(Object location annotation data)

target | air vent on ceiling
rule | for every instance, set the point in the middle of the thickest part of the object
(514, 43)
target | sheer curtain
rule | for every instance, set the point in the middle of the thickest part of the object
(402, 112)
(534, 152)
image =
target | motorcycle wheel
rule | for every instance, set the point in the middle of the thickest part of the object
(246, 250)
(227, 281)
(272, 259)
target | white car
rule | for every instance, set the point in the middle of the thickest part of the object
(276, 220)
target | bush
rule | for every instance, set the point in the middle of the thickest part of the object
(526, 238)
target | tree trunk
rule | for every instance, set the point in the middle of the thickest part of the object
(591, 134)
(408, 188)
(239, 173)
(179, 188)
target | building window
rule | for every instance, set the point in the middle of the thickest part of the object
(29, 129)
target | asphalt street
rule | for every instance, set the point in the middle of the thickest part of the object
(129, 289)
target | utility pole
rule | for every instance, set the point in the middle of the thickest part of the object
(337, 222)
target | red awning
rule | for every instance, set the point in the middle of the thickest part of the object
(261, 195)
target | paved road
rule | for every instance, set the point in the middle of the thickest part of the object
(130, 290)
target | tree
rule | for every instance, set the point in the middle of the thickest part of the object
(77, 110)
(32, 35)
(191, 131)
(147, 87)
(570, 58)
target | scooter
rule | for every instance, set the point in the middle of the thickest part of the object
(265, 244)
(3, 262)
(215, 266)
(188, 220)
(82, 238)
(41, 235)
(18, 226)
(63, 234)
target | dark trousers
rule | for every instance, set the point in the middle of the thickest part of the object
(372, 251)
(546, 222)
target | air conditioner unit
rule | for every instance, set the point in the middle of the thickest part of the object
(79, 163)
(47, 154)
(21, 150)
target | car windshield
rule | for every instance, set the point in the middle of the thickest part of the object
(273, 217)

### Problem to solve
Convert everything from the line containing "target | air conditioner unit" down to the end of the entries into a two-column CSV with the headers entry_text and answer. Give one row per entry, putting its text and its answer each in a single quoted field with line breaks replaced by spaces.

### Task response
entry_text,answer
"target | air conditioner unit rule | for every instance, set the point in the middle of the thickest part of the object","(79, 163) (47, 154) (21, 150)"
"target | car windshield rule | for every instance, set the point in the middle of the thickest part of the object","(273, 217)"